| JOB 1 |
Answer these questions from the passage on Lincoln's visit and Quincy's resignation, one line each:
(a) Who reviewed the 12th Corps in early April?
(b) What did Henry Scott notice in Lincoln's face?
(c) What physical condition did Col. Samuel Quincy say the recent campaign had worsened?
| JOB 2 |
Retype the passage on Lincoln's visit and Quincy's resignation, starting at "A Visit From" and ending at "to the head.".
| JOB 3 |
Continue the passage on Lincoln's visit and Quincy's resignation from where it stops.

| SUPPLIED TEXT |

————————

At Shaw's request, Dr. Lincoln Stone left the regiment to join the 54th MA.

A Visit From Old Abe

In early April, the 12th Corps was reviewed by President Lincoln. Chaplain Quint thought him a decent rider. "He dashed on through mud, swamp, and ditches, without the slightest hesitation, evidently to the disadvantage of some of his followers." He described Lincoln as dressed all in black "with a curious article on his head, the upright part being cylindrical, very much like a section of a stove pipe," which Quint judged could only be very painful to the head.

Col. Quincy joked that his Commander-in-Chief was so "dreadful plain" that he "scared my horse out of his wits & Col. Cogswell's charger after the first glance refused to look at him."

Henry Scott was far less amused by Lincoln's countenance and was struck by "the sad lines in his face, as if his responsibilities weighed heavily on his face."

Quincy Quits

During the battle of Chancellorsville, it became evident to everyone that Col. Samuel Quincy was not physically able to hold the field. At least, that is what he told his family. "The effect of the recent campaign upon my lameness has been more serious than I had hoped," he wrote, adding that twice during the battle "when I was necessarily dismounted I was entirely unable to keep up & do my duty to the regiment." He concluded that it was therefore his duty to resign from the regiment in favor of "those who are physically more competent than myself for the terribly arduous duties of such a position."

————————

| DATA EXTRACT |
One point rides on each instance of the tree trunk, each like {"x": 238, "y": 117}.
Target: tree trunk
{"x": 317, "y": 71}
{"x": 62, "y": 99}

————————

| RIGHT ANSWER 1 |
(a) President Lincoln
(b) The sad lines in his face
(c) His lameness

| RIGHT ANSWER 2 |
A Visit From Old Abe

In early April, the 12th Corps was reviewed by President Lincoln. Chaplain Quint thought him a decent rider. "He dashed on through mud, swamp, and ditches, without the slightest hesitation, evidently to the disadvantage of some of his followers." He described Lincoln as dressed all in black "with a curious article on his head, the upright part being cylindrical, very much like a section of a stove pipe," which Quint judged could only be very painful to the head.

| RIGHT ANSWER 3 |
Capt. Francis Crowninshield saw things a little differently. After cautioning his family not to "breathe it to a soul" he revealed that during the recent campaign, Quincy had demonstrated himself "entirely incompetent to command" and that during the battle "did not seem to know what he was about,"--compelling Maj. Charles Mudge ("his courage no one doubts") to give all the orders. In the aftermath, "the line officers requested him to resign."

All that Charles Morse would say about the matter was that with Lt. Col. Cogswell away, a "healthy field officer is very much needed." Quincy's resignation moved Morse up to the rank of Major, and although Gen. Slocum made him "2 or 3 very handsome offers," Morse was hestitant about leaving the old Second, believing that "the majority there worth a Colonelcy anywhere else."

Fun & Games

One of the great amusements taken up by the 2nd MA during its time at Stafford CH was baseball. Francis Crowninshield reported that the officers of the 2nd and those of the 3rd WS had a game every night after supper. "We all enjoy it much, it reminds us so much of the Boston Common and the days before we were tied down to military discipline."